BEGIN PAGE TEXT

About

 

Origin

Born in Tehran, Oliver Behzadi spent his early years amid upheaval and displacement before relocating to London as a teenager. Now based in East London, his practice is shaped by questions of memory, belonging, and the entanglement of representation with power. He explores how identity forms in relation to Otherness, and how presence may be rendered visible, obscured, or subverted through artistic form. His work also unsettles conventional notions of originality, suggesting that meaning emerges through repetition, variation, and the reworking of inherited forms.

Painting

Behzadi’s paintings unfold through layered gesture, colour, and texture, where surfaces become sites of vulnerability, persistence, and reflection. Moving between figuration and abstraction, he often returns to self-portraiture as a way of probing identity, presence, and the thresholds between interiority and exposure. His figures appear fragile yet insistent, distorted yet faceless, holding opposites in tension, placing the body between personal and collective experience, intimacy and distance. Across self-portraits, portraits, still lifes, abstraction and figural compositions, painting becomes a method of registering time, memory, and the persistence of human presence.

END PAGE TEXT
BEGIN EXTRACTED ENTRIES

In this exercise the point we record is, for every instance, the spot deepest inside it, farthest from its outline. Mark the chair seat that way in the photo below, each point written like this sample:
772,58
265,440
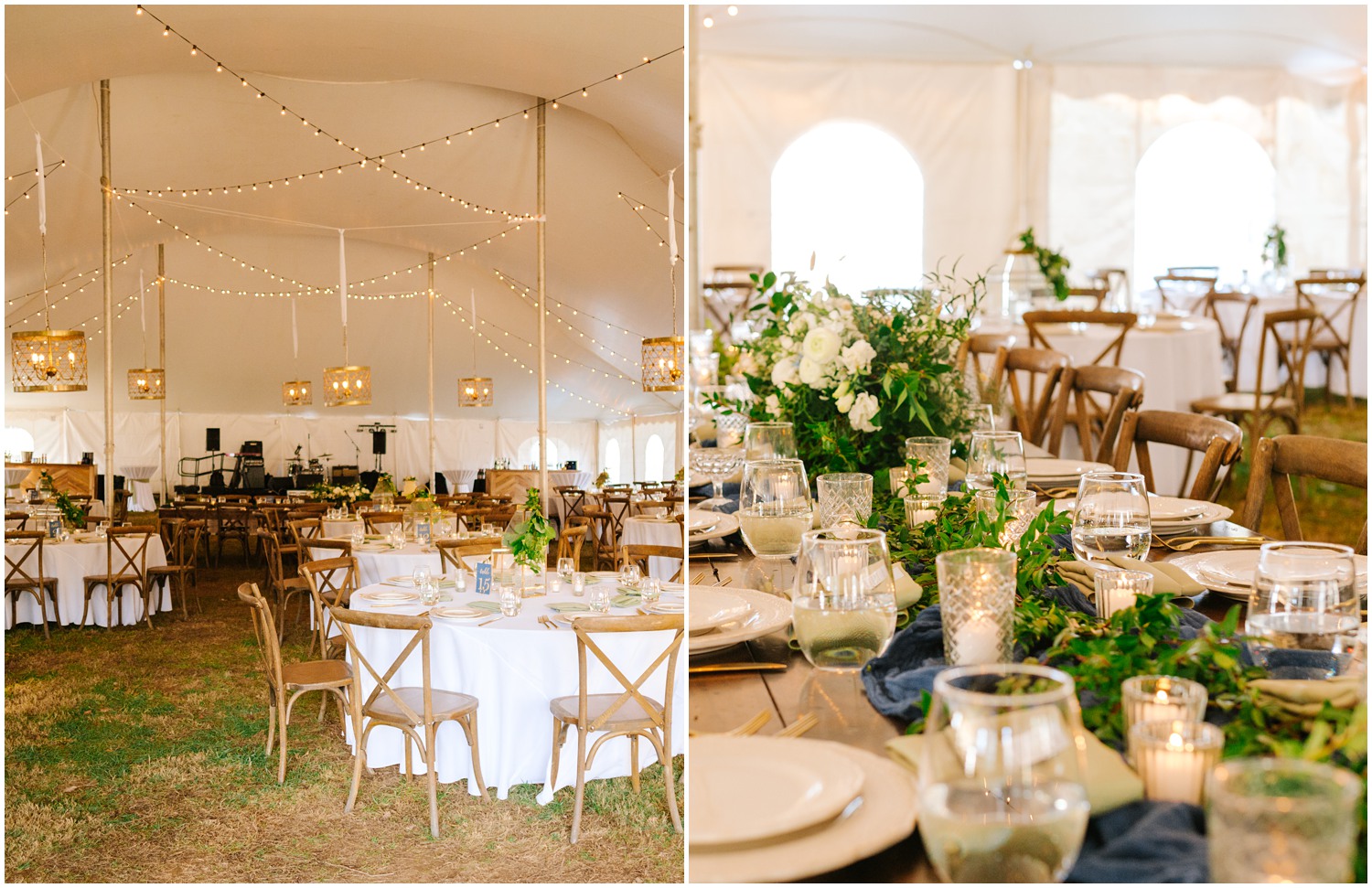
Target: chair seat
315,674
626,717
1239,402
446,704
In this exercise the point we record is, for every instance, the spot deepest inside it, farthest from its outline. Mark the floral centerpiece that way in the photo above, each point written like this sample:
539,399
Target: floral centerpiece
858,376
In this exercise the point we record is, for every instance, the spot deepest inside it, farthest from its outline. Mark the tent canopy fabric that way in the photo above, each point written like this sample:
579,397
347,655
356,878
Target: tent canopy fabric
243,246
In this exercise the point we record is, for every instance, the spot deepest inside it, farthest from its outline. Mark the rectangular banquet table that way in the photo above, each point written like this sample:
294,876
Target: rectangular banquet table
515,668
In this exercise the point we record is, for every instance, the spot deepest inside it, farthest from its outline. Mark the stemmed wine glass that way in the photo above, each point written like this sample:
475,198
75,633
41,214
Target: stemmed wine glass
1001,775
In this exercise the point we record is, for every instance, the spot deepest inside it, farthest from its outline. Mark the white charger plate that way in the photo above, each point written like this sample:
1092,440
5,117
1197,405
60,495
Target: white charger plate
754,788
767,615
713,607
881,816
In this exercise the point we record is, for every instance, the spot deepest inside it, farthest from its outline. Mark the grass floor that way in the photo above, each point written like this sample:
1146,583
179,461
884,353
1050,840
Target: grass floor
1328,512
136,755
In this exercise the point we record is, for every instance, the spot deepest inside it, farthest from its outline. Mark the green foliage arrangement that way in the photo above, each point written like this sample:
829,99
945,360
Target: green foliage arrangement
1053,265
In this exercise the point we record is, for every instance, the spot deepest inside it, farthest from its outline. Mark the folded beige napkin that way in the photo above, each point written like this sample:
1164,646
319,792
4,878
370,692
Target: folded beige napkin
1308,698
1109,781
1165,577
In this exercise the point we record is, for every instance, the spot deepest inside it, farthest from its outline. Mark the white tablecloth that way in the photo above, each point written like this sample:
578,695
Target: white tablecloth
70,563
140,492
516,668
653,531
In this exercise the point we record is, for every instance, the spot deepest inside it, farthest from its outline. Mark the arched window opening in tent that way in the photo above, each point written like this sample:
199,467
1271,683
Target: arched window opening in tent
655,457
853,197
612,460
1205,194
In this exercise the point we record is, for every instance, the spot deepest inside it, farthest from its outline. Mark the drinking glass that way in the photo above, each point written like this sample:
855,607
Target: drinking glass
774,507
1276,819
996,454
770,441
844,603
844,497
1001,775
1110,517
932,455
1303,611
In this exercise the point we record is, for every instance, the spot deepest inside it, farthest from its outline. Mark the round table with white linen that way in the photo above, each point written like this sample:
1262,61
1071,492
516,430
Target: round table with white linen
515,668
70,563
140,489
655,531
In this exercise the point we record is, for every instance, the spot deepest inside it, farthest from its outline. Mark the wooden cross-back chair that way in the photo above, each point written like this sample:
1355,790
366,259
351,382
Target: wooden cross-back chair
1119,321
24,574
1218,442
125,562
1094,400
628,712
1231,312
1336,301
332,583
1305,456
1287,334
285,682
409,709
1031,379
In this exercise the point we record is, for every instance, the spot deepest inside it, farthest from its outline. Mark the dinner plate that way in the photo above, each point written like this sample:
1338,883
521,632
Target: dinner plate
880,817
766,615
713,607
752,788
1051,468
381,596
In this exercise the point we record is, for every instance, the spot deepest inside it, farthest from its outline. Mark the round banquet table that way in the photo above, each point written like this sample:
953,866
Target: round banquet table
655,531
515,668
140,492
71,563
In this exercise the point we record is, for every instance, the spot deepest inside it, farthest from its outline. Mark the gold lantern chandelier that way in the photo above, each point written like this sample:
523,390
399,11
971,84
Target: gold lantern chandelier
47,359
296,392
348,384
475,391
145,383
664,357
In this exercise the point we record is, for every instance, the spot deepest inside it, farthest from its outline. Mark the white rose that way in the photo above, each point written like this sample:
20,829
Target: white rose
820,345
811,372
785,372
864,408
858,357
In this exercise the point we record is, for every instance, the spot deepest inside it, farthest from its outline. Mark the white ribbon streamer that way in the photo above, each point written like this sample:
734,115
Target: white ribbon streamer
43,187
671,216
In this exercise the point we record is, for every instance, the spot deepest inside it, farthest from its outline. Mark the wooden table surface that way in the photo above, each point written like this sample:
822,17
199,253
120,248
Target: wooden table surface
724,701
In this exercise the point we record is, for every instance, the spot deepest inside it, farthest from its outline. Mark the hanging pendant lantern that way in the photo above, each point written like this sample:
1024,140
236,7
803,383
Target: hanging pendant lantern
475,391
346,386
663,361
147,383
47,359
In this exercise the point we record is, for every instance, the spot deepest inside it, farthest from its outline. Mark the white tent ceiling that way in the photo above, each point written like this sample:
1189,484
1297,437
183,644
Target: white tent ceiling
379,79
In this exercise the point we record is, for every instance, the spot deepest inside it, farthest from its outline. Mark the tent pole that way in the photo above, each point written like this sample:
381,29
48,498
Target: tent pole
107,266
433,478
162,362
542,316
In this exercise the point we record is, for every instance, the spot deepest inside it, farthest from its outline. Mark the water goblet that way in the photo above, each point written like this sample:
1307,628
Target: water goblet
996,454
1110,517
1302,616
1001,775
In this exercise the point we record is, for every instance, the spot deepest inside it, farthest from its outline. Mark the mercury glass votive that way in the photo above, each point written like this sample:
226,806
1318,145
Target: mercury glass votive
1117,591
1174,758
1163,699
977,594
924,507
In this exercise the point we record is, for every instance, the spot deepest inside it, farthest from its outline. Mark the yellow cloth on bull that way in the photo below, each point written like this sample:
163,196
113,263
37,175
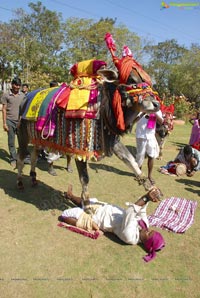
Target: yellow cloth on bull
35,105
84,222
78,99
85,67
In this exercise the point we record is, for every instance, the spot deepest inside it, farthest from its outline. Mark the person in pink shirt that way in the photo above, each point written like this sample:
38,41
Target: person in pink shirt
195,133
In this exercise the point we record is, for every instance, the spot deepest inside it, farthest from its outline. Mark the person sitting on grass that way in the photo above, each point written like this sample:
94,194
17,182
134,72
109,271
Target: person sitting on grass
191,158
187,162
130,225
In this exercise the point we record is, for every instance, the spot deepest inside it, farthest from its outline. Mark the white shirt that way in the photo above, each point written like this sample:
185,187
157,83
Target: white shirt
142,131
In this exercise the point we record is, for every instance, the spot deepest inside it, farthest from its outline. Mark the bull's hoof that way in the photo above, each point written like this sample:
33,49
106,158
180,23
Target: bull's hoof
34,182
20,185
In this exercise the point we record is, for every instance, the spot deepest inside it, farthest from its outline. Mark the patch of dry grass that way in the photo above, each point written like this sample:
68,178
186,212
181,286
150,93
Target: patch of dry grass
39,259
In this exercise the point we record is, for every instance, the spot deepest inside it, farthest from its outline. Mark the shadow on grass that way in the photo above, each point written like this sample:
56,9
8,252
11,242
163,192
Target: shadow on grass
114,238
42,196
190,184
4,155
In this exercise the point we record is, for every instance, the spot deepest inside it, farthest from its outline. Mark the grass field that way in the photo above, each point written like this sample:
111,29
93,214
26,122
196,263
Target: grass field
39,259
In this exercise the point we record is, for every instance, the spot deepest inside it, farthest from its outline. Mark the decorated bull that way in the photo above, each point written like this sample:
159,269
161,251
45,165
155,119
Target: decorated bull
164,130
86,117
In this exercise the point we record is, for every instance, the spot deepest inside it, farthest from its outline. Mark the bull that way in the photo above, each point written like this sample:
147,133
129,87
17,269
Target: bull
92,131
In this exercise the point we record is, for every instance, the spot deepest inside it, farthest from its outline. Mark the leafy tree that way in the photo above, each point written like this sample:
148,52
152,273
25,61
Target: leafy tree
163,57
185,77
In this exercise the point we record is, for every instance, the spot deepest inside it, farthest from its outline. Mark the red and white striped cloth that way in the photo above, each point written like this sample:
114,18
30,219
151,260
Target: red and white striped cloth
174,214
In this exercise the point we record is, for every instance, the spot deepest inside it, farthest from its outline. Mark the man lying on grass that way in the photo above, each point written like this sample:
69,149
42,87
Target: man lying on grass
130,225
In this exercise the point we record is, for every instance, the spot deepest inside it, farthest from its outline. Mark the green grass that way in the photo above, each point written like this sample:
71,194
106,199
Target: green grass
39,259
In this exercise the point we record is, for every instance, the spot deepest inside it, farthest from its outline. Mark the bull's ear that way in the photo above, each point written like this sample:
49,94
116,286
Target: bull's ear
108,75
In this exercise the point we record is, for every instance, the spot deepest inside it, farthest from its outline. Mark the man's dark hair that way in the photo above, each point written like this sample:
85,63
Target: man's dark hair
53,84
25,85
187,150
16,81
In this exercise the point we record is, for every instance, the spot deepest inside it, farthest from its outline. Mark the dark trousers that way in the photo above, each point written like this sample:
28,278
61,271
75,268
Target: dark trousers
12,126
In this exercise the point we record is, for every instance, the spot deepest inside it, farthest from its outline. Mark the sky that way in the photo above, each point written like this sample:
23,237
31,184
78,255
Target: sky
147,18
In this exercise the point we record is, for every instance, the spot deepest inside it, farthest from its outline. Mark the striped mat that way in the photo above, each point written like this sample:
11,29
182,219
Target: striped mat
174,214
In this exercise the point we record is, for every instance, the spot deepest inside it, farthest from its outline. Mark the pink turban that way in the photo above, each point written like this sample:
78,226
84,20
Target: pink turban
154,243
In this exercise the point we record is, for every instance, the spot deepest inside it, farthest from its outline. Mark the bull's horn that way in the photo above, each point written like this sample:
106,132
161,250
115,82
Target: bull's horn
108,74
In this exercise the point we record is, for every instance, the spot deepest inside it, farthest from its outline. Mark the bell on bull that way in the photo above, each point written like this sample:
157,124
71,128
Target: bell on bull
86,118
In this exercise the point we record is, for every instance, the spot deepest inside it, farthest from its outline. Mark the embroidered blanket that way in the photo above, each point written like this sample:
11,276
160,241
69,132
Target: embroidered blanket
174,214
35,100
93,234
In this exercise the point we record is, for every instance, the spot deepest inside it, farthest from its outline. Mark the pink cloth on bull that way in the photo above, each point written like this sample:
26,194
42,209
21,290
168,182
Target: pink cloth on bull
174,214
47,123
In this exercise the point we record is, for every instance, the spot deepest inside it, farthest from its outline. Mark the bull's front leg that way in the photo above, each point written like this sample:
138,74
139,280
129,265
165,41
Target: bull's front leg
34,157
84,179
20,166
121,151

END EXTRACTED ENTRIES

**YOUR TASK:**
In its final sentence, the About page names the kinds of work the painting spans. List them all. The records have no connection to the About page.

**ANSWER AREA:**
Self-portraits, portraits, still lifes, abstraction, figural compositions